From the line containing "Locate every instance of the zucchini" through the last line of the entries below, repeat each line word for word and leave out the rest.

________________

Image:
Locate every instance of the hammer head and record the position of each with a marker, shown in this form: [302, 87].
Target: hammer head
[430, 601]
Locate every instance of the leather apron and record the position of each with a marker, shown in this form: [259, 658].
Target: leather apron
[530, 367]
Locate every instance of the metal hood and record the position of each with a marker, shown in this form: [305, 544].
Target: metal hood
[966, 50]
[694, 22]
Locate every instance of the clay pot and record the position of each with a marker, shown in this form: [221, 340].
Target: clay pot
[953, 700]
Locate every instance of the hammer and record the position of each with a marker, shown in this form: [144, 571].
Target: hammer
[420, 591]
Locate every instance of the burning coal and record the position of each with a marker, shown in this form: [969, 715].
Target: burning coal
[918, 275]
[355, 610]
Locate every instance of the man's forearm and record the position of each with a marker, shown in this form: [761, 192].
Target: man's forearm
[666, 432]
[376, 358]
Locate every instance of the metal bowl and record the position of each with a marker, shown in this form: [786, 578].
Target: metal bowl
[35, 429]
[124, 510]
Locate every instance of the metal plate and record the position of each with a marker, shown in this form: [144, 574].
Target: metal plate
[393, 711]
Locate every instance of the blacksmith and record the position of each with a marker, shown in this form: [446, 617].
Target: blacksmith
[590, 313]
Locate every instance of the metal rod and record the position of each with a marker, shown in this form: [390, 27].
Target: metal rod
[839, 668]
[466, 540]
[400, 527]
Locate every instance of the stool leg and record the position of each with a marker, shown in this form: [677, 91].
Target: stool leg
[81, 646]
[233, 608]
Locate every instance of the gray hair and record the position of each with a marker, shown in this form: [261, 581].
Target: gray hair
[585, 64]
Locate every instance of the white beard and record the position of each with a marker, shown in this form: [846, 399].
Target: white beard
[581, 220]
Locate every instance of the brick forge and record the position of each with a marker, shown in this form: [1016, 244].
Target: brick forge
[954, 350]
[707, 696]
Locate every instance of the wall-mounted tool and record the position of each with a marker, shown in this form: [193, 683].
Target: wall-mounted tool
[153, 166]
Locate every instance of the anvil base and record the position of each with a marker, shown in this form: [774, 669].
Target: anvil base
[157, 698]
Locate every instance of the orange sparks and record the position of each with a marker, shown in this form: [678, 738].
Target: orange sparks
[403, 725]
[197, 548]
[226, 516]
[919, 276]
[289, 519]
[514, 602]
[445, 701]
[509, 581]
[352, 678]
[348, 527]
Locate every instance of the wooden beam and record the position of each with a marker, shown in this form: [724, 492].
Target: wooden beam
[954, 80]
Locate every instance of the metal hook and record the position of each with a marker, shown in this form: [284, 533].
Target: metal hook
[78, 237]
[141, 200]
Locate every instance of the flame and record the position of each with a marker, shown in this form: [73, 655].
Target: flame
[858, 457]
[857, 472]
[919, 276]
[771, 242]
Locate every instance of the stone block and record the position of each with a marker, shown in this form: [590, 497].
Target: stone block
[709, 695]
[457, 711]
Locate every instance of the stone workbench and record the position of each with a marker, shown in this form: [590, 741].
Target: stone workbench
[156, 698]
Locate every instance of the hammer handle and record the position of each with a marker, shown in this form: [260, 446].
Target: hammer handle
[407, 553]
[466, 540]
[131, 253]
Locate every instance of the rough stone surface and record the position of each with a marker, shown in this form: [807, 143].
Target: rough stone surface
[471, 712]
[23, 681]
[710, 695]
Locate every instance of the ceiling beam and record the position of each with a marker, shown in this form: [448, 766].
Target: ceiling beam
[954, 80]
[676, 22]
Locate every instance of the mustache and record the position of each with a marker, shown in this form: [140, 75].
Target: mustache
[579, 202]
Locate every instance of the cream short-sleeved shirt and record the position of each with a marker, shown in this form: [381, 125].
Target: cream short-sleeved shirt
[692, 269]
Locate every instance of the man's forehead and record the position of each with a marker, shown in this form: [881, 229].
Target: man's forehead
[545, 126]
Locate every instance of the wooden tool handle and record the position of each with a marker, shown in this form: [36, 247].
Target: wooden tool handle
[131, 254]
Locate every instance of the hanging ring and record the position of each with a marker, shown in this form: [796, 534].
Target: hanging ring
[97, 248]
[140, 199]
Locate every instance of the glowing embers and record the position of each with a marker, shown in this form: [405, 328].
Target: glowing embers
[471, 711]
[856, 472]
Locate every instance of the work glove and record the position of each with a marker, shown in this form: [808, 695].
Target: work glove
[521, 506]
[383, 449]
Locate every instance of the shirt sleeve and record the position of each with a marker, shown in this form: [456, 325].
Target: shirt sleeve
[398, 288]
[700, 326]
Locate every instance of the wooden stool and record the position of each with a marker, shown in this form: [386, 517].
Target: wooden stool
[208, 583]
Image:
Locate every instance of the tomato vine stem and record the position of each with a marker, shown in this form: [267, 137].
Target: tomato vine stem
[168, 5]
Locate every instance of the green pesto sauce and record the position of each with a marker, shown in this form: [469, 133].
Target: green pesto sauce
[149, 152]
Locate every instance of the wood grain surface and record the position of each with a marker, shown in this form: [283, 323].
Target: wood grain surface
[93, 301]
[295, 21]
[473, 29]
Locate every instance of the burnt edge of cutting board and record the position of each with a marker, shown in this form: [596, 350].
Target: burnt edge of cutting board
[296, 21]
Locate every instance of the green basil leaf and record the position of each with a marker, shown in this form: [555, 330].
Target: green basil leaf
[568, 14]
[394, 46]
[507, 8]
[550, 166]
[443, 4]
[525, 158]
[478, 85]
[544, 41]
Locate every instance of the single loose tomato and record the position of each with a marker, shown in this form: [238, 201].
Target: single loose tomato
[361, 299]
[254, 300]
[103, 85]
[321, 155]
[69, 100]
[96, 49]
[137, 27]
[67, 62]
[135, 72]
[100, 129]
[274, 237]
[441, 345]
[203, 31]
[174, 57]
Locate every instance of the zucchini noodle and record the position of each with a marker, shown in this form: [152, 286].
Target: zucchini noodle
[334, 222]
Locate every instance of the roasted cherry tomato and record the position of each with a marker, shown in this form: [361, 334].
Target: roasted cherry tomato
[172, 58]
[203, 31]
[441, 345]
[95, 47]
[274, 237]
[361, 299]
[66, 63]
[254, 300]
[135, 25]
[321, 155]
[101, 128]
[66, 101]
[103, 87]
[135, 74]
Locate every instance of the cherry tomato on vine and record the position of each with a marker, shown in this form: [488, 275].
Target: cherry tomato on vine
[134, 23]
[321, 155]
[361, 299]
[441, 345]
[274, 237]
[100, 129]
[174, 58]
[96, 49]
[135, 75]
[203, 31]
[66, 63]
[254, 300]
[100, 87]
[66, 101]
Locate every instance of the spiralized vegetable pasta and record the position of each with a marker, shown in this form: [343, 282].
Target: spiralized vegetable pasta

________________

RESPONSE TO THE TASK:
Locate every instance of the zucchini noodle and record the position of each with a marker, shown in this form: [152, 286].
Target: zucchini noodle
[334, 222]
Locate every instance of the roasted cherry tomato and record the position of each with a marker, shown in this form: [361, 334].
Target: roasted cherry tomato
[172, 58]
[203, 31]
[441, 345]
[95, 47]
[274, 237]
[361, 299]
[66, 63]
[254, 300]
[135, 25]
[321, 155]
[101, 128]
[66, 101]
[103, 87]
[135, 74]
Locate every instance of the cherry tomato on vine and record the position of each with a marker, shown in this form: [488, 275].
Target: cherry tomato on vine
[134, 23]
[321, 155]
[361, 299]
[441, 345]
[274, 237]
[100, 129]
[174, 58]
[96, 49]
[135, 75]
[203, 31]
[66, 63]
[254, 300]
[100, 87]
[66, 101]
Locate every instance of the spiralized vegetable pasta and record the position of each with a marker, shown in this form: [343, 282].
Target: spiralized vegetable pasta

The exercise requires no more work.